**Given problem 1:** Based on the Supreme Court case summary below, do these statements agree with it? Answer yes or no for each, and quote the deciding words. (a) The case was decided on 20 April 2016. (b) The Court held that section 2 of the Riot (Damages) Act 1886 covers consequential damages. (c) Lord Neuberger was part of the majority.

- Court: Supreme Court of the United Kingdom
- Full case name: The Mayor's Office for Policing and Crime v Mitsui Sumitomo Insurance Co (Europe) Ltd & Ors
- Argued: 27–29 October 2015
- Decided: 20 April 2016
- Neutral citation: [2016] UKSC 18
- Reported at: [2016] WLR(D) 208 [2016] 2 WLR 1148

Case history
- Prior history: APPEAL from Mitsui Sumitomo Insurance Co (Europe) Ltd v Mayor's Office for Policing and Crime [2014] EWCA Civ 682 (20 May 2014), dismissing an appeal and allowing the claimants' cross-appeals from Mitsui Sumitomo Insurance Co (Europe) Ltd & Anor v The Mayor's Office for Policing and Crime [2013] EWHC 2734 (Comm) (12 September 2013)

Holding
- Section 2 of the Riot (Damages) Act 1886 does not extend to include compensation for consequential damages.

Case opinions
- Majority: Lord Neuberger, Lord Clarke, Lord Hughes, Lord Toulson and Lord Hodge

Area of law
- Riot (Damages) Act 1886 Consequential damages

= The Mayor's Office for Policing and Crime v Mitsui Sumitomo Insurance Co (Europe) Ltd =

UK legal case

 is a 2016 judgment of the Supreme Court of the United Kingdom that provided an interpretation of section 2 to the Riot (Damages) Act 1886.

**Raw data:**
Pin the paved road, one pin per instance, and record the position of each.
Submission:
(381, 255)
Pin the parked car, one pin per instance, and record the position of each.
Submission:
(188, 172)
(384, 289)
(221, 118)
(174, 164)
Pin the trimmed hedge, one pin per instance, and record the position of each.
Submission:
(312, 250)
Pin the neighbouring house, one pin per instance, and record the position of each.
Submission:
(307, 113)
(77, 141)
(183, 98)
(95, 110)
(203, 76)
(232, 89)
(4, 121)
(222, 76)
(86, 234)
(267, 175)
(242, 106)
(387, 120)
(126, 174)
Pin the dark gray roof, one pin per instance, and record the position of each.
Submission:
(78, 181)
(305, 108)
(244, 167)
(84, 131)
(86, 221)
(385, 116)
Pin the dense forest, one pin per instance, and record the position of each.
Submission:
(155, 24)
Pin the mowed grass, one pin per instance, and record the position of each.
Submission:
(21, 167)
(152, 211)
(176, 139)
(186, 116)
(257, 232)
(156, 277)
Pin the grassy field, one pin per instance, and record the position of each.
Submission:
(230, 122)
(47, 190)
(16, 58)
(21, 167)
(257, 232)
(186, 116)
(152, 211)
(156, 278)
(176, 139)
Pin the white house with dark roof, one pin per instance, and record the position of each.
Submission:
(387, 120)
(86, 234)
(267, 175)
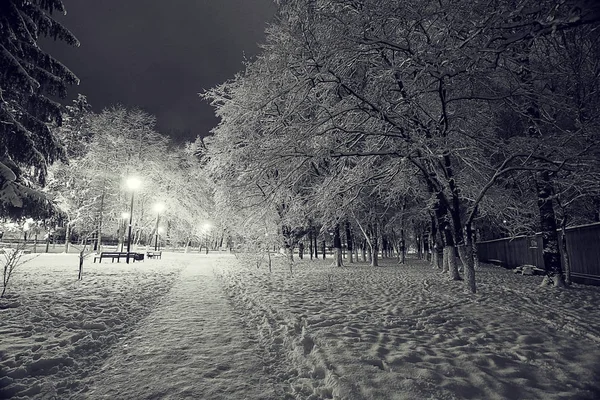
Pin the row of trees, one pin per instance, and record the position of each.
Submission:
(445, 117)
(67, 167)
(103, 150)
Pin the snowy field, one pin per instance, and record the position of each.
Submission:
(393, 332)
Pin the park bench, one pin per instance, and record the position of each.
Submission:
(118, 255)
(154, 254)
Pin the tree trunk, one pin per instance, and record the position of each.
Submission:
(565, 252)
(446, 262)
(310, 242)
(452, 264)
(551, 255)
(476, 263)
(403, 248)
(349, 243)
(98, 246)
(337, 246)
(67, 236)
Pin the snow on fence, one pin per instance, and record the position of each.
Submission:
(583, 246)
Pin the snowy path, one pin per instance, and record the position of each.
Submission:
(191, 346)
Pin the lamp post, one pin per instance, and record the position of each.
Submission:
(161, 230)
(158, 207)
(206, 229)
(133, 183)
(122, 226)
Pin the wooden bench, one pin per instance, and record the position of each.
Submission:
(118, 255)
(154, 254)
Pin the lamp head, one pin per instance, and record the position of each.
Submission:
(133, 183)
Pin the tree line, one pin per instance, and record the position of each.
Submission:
(442, 118)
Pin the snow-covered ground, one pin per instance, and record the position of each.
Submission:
(213, 327)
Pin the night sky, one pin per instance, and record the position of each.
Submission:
(158, 55)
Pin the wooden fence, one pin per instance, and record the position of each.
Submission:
(583, 247)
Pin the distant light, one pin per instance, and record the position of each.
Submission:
(133, 183)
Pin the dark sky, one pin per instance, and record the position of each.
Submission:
(158, 55)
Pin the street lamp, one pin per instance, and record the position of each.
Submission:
(158, 207)
(122, 226)
(206, 229)
(161, 230)
(133, 183)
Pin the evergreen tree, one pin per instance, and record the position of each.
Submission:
(28, 78)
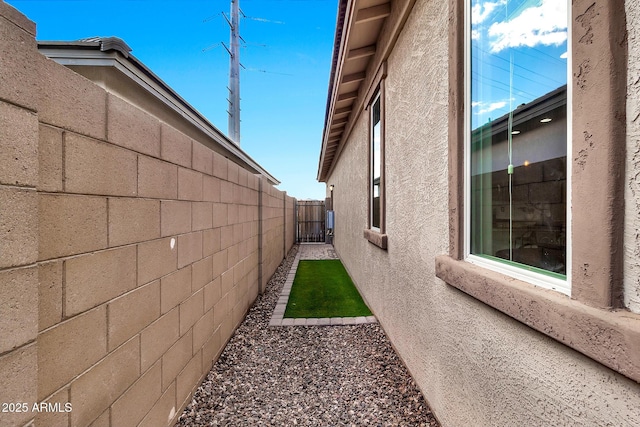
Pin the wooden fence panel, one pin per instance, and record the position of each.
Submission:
(310, 219)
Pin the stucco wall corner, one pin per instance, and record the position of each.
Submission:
(632, 167)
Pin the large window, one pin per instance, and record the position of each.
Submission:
(376, 164)
(517, 138)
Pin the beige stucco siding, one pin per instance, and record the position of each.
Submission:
(632, 190)
(475, 365)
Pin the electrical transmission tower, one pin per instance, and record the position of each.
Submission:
(234, 73)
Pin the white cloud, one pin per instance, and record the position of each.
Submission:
(481, 11)
(487, 108)
(545, 24)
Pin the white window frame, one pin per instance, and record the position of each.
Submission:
(376, 98)
(538, 279)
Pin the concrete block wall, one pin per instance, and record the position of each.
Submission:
(129, 252)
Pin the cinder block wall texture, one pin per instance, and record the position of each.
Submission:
(129, 253)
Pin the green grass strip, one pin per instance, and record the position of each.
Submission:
(323, 288)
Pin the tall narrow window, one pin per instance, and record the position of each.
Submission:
(517, 135)
(375, 164)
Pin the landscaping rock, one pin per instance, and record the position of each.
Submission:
(306, 375)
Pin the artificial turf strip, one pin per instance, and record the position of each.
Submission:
(323, 288)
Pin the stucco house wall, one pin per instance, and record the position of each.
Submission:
(632, 170)
(131, 246)
(475, 365)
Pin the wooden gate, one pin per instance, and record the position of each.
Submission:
(310, 219)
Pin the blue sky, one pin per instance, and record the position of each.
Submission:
(520, 54)
(287, 59)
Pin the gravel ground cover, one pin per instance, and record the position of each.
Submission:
(306, 375)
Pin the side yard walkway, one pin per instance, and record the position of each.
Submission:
(306, 375)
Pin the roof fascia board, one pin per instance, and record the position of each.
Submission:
(337, 75)
(353, 118)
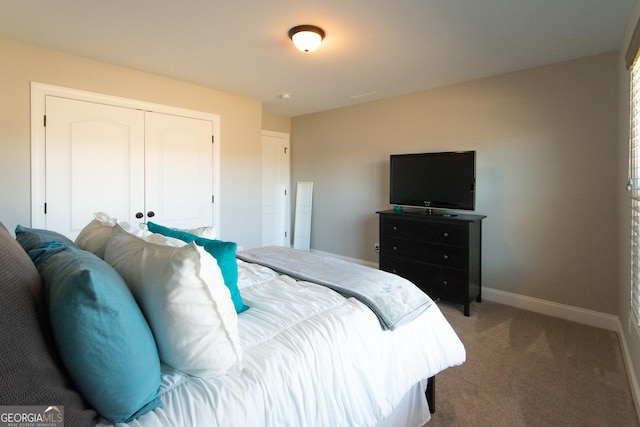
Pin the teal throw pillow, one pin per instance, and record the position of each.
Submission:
(101, 334)
(33, 238)
(223, 252)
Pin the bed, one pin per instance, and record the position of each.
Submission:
(304, 354)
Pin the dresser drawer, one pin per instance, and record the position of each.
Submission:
(434, 280)
(445, 234)
(446, 256)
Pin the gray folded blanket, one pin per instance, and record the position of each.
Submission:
(393, 299)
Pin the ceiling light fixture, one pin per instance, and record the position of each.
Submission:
(307, 38)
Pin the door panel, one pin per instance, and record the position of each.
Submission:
(275, 189)
(179, 170)
(94, 157)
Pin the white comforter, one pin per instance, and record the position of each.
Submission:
(311, 358)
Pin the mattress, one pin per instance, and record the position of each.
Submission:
(310, 357)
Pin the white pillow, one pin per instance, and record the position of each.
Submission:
(95, 235)
(206, 232)
(183, 296)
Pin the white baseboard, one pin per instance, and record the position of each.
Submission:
(563, 311)
(631, 372)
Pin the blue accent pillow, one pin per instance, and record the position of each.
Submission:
(223, 252)
(101, 334)
(33, 238)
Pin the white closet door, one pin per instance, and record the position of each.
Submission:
(178, 170)
(275, 189)
(94, 162)
(304, 202)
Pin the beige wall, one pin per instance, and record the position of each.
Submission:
(630, 331)
(276, 123)
(546, 173)
(240, 123)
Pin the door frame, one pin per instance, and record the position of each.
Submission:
(39, 93)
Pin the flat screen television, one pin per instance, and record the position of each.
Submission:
(443, 180)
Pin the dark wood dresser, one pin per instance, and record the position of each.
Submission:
(441, 254)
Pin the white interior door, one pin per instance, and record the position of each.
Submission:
(178, 170)
(94, 157)
(275, 189)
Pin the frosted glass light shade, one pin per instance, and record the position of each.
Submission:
(306, 38)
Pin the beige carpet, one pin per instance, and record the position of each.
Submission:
(528, 369)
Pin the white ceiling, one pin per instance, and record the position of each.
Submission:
(373, 48)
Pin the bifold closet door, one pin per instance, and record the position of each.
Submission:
(94, 162)
(178, 170)
(133, 165)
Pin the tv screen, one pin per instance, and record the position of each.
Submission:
(445, 180)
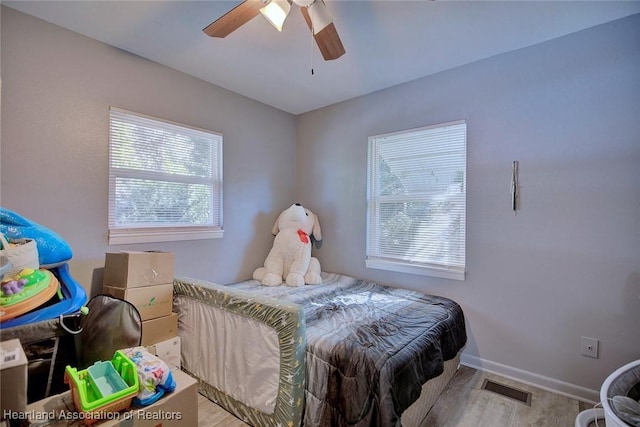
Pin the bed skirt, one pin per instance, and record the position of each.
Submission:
(247, 352)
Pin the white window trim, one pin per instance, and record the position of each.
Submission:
(133, 235)
(397, 265)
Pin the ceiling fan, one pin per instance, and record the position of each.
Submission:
(315, 13)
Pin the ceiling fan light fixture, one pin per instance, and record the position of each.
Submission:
(319, 15)
(276, 12)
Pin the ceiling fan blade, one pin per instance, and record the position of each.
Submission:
(235, 18)
(327, 38)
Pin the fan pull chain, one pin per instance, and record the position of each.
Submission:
(311, 50)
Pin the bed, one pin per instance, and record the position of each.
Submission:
(345, 352)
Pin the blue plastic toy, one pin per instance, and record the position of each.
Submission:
(53, 250)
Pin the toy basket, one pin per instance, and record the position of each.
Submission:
(104, 388)
(22, 253)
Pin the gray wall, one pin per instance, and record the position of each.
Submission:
(568, 264)
(57, 87)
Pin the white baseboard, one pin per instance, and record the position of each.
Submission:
(546, 383)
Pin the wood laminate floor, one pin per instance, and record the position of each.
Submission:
(463, 404)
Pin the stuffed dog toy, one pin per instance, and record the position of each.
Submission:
(290, 257)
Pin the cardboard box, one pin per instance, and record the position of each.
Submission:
(13, 378)
(151, 301)
(129, 269)
(160, 329)
(168, 351)
(179, 408)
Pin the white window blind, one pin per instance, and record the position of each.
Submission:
(417, 201)
(165, 180)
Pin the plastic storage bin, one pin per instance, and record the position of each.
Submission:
(103, 388)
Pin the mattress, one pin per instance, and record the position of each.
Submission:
(369, 348)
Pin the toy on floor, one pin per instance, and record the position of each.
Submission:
(25, 291)
(290, 257)
(153, 373)
(53, 250)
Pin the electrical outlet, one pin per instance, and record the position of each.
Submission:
(590, 347)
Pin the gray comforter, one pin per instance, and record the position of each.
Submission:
(369, 347)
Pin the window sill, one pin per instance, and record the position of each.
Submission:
(131, 236)
(423, 270)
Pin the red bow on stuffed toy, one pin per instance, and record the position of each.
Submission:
(304, 238)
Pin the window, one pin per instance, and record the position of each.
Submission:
(416, 201)
(165, 180)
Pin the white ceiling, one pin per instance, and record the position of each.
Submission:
(387, 42)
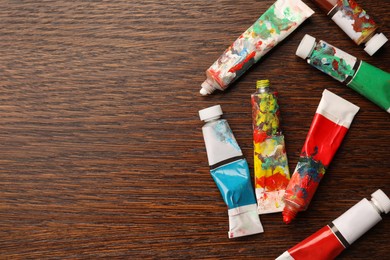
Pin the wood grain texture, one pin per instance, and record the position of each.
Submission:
(101, 151)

**Given problem 2:** In the entries, take the lines from the one containing "Pin the wood grain" through the end of the entries, inclusive. Substitute "pattern" for "texture" and give only those lines, with everything else unchanged.

**Worked solution 1:**
(a) Yes: "Decided: 20 April 2016"
(b) No: "does not extend to include compensation for consequential damages"
(c) Yes: "Majority: Lord Neuberger"

**Worked solution 2:**
Pin the wood grain pattern, one pin per instance, and record the position of each.
Submission:
(101, 151)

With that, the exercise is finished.